**Requirements**
a) Summarize the Rust kernel setup notes in two sentences.
b) Write out word for word the part of the Rust kernel setup notes that opens with the words containing "# run this once, wait" and closes with "require a restart.".

===== Source extract

Simply run the following IPython code in a newly created instance.
After completion the connection should re-establish with now a rust kernel.
(Make sure you changed the kernal name to "rust" manually by opening the notebook as text)

# run this once, wait for the reconnection, and then skip this
!curl --proto '=https' --tlsv1.2 -sSf https://sh.rustup.rs | sh -s -- -y
!/root/.cargo/bin/rustup component add rust-src
!curl -L https://github.com/evcxr/evcxr/releases/download/v0.14.1/evcxr_jupyter-v0.14.1-x86_64-unknown-linux-gnu.tar.gz | tar -zxC ./
!chmod +x evcxr_jupyter-v0.14.1-x86_64-unknown-linux-gnu/evcxr_jupyter
!./evcxr_jupyter-v0.14.1-x86_64-unknown-linux-gnu/evcxr_jupyter --install
!jupyter-kernelspec list
!bash -c "killall jupyter-notebook ; sleep 3 ; source ~/.cargo/env && jupyter notebook --ip=172.28.0.12 --port=9000" </dev/null>/dev/null &

The problem:
The Jupyter-Notebook is unable to find rustc even after installation as it seems to would require a restart.

==========
===== Records shown

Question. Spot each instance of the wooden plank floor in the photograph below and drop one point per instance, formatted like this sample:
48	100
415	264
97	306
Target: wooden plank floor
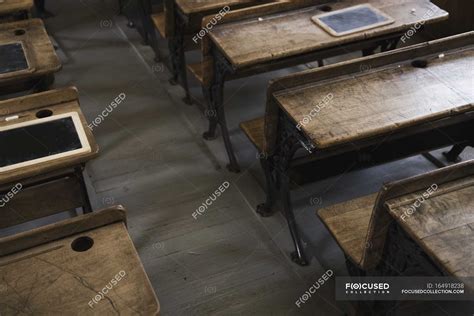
153	161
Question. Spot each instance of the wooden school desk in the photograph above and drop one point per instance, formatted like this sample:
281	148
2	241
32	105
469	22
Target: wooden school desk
47	187
280	35
180	21
365	112
85	265
28	57
16	9
433	237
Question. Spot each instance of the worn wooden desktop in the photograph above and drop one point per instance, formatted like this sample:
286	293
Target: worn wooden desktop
275	36
40	52
433	239
60	269
383	108
20	9
48	187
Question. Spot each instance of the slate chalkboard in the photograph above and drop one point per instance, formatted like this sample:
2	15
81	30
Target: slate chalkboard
12	58
38	141
351	20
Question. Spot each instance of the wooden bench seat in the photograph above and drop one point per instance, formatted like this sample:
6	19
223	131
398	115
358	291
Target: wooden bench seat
434	210
349	222
340	118
254	130
159	22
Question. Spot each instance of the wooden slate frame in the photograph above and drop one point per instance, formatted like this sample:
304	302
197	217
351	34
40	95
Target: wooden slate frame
217	67
318	21
76	275
282	138
85	147
30	68
41	56
59	183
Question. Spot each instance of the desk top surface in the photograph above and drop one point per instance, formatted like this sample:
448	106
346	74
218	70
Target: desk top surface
202	6
382	100
27	108
39	50
254	41
63	275
10	6
443	224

==========

**Complete answers**
a) The notes provide IPython code to run once in a newly created instance, after which the connection should re-establish with a Rust kernel, provided the kernel name has been changed manually to "rust" by opening the notebook as text. They also describe a problem: Jupyter Notebook cannot find rustc even after installation, apparently because a restart would be required.

b)
# run this once, wait for the reconnection, and then skip this
!curl --proto '=https' --tlsv1.2 -sSf https://sh.rustup.rs | sh -s -- -y
!/root/.cargo/bin/rustup component add rust-src
!curl -L https://github.com/evcxr/evcxr/releases/download/v0.14.1/evcxr_jupyter-v0.14.1-x86_64-unknown-linux-gnu.tar.gz | tar -zxC ./
!chmod +x evcxr_jupyter-v0.14.1-x86_64-unknown-linux-gnu/evcxr_jupyter
!./evcxr_jupyter-v0.14.1-x86_64-unknown-linux-gnu/evcxr_jupyter --install
!jupyter-kernelspec list
!bash -c "killall jupyter-notebook ; sleep 3 ; source ~/.cargo/env && jupyter notebook --ip=172.28.0.12 --port=9000" </dev/null>/dev/null &

The problem:
The Jupyter-Notebook is unable to find rustc even after installation as it seems to would require a restart.